start Given data

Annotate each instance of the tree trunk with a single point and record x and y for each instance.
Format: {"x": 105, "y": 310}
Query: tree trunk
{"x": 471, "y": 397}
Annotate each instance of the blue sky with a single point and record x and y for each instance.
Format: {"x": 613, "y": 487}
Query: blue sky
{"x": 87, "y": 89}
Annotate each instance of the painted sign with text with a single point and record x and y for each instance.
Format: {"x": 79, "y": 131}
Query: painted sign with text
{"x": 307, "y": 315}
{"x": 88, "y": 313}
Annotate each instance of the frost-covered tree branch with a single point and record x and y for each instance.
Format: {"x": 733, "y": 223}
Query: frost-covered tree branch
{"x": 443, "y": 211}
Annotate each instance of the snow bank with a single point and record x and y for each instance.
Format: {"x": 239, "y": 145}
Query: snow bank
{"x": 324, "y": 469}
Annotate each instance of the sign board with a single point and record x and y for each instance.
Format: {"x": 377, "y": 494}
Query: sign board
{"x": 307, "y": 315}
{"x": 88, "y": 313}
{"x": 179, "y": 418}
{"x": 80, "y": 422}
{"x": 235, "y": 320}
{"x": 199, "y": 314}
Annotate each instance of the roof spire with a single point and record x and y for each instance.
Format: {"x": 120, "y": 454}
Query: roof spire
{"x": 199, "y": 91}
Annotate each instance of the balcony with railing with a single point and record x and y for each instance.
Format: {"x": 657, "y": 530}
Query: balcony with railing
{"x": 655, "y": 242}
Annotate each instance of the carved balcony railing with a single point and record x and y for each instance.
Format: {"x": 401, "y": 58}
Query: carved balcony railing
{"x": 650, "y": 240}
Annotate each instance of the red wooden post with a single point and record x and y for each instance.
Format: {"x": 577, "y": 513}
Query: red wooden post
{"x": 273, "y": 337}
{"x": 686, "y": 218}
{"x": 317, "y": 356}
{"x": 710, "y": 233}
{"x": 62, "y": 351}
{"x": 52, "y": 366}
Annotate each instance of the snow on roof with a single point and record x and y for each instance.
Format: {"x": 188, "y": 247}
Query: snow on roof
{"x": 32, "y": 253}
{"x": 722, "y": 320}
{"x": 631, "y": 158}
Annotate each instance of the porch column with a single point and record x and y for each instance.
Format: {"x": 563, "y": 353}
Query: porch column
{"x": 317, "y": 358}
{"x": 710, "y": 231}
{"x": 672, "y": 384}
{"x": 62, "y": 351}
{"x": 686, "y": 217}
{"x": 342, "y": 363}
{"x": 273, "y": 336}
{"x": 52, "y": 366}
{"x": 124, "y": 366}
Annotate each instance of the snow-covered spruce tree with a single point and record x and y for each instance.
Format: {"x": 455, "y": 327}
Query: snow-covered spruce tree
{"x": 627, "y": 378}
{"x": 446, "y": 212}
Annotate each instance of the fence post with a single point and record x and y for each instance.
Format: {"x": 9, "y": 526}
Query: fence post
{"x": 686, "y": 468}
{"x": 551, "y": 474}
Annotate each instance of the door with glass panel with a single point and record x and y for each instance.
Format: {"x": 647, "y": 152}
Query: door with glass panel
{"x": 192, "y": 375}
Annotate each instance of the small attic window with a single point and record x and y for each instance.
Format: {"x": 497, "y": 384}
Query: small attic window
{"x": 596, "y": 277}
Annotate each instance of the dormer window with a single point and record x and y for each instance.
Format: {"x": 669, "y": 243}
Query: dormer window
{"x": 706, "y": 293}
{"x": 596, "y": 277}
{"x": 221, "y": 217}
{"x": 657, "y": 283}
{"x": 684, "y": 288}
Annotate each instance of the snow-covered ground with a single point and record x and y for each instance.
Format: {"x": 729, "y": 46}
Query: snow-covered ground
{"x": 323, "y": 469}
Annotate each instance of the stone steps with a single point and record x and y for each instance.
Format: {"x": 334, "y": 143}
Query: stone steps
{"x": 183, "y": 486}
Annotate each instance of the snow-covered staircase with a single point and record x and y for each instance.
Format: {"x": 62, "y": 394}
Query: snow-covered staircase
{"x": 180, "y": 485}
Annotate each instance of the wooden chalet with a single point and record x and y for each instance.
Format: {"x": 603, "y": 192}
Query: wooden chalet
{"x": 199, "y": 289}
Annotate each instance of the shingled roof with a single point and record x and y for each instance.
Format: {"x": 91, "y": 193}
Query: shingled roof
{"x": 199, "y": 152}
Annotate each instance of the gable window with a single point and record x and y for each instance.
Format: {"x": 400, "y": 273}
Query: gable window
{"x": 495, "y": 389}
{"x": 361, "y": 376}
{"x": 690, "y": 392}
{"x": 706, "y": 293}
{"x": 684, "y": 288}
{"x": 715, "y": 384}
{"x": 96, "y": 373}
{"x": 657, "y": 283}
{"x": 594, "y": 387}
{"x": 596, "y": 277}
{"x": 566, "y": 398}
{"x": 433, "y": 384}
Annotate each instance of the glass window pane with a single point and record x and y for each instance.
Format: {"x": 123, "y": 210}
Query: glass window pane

end Given data

▶ **Problem to solve**: Starting at the line that contains "Annotate each instance of the stone" and ending at the final line of the data above, lay out those lines as a JSON list of strings, with one string per line and blank lines omitted.

▶ **Solution to this task**:
[
  "Annotate each instance of the stone steps with a single point and record x and y for each instance.",
  "Format: {\"x\": 334, \"y\": 143}",
  "Query: stone steps",
  "{\"x\": 183, \"y\": 486}",
  "Annotate each instance of the snow-covered staircase with a single point and record x and y for each instance.",
  "Format: {\"x\": 62, \"y\": 394}",
  "Query: snow-covered staircase",
  "{\"x\": 180, \"y\": 485}",
  "Annotate each instance of the wooden chalet with a single point and record x and y for each instance.",
  "Format: {\"x\": 603, \"y\": 192}",
  "Query: wooden chalet",
  "{\"x\": 199, \"y\": 289}",
  "Annotate each instance of the shingled roof with a single point and record x and y for each instance.",
  "Format: {\"x\": 91, \"y\": 193}",
  "Query: shingled roof",
  "{\"x\": 199, \"y\": 152}",
  "Annotate each instance of the gable window with a single point and record x and y for each instance.",
  "Format: {\"x\": 400, \"y\": 273}",
  "Query: gable window",
  "{\"x\": 495, \"y\": 389}",
  "{\"x\": 361, \"y\": 376}",
  "{\"x\": 690, \"y\": 392}",
  "{\"x\": 706, \"y\": 293}",
  "{\"x\": 684, \"y\": 288}",
  "{\"x\": 715, \"y\": 384}",
  "{\"x\": 96, \"y\": 373}",
  "{\"x\": 657, \"y\": 283}",
  "{\"x\": 594, \"y\": 387}",
  "{\"x\": 596, \"y\": 277}",
  "{\"x\": 566, \"y\": 398}",
  "{\"x\": 433, \"y\": 384}",
  "Annotate each instance of the glass window pane with a single point and record x and y for each instance.",
  "Format: {\"x\": 123, \"y\": 210}",
  "Query: glass window pane"
]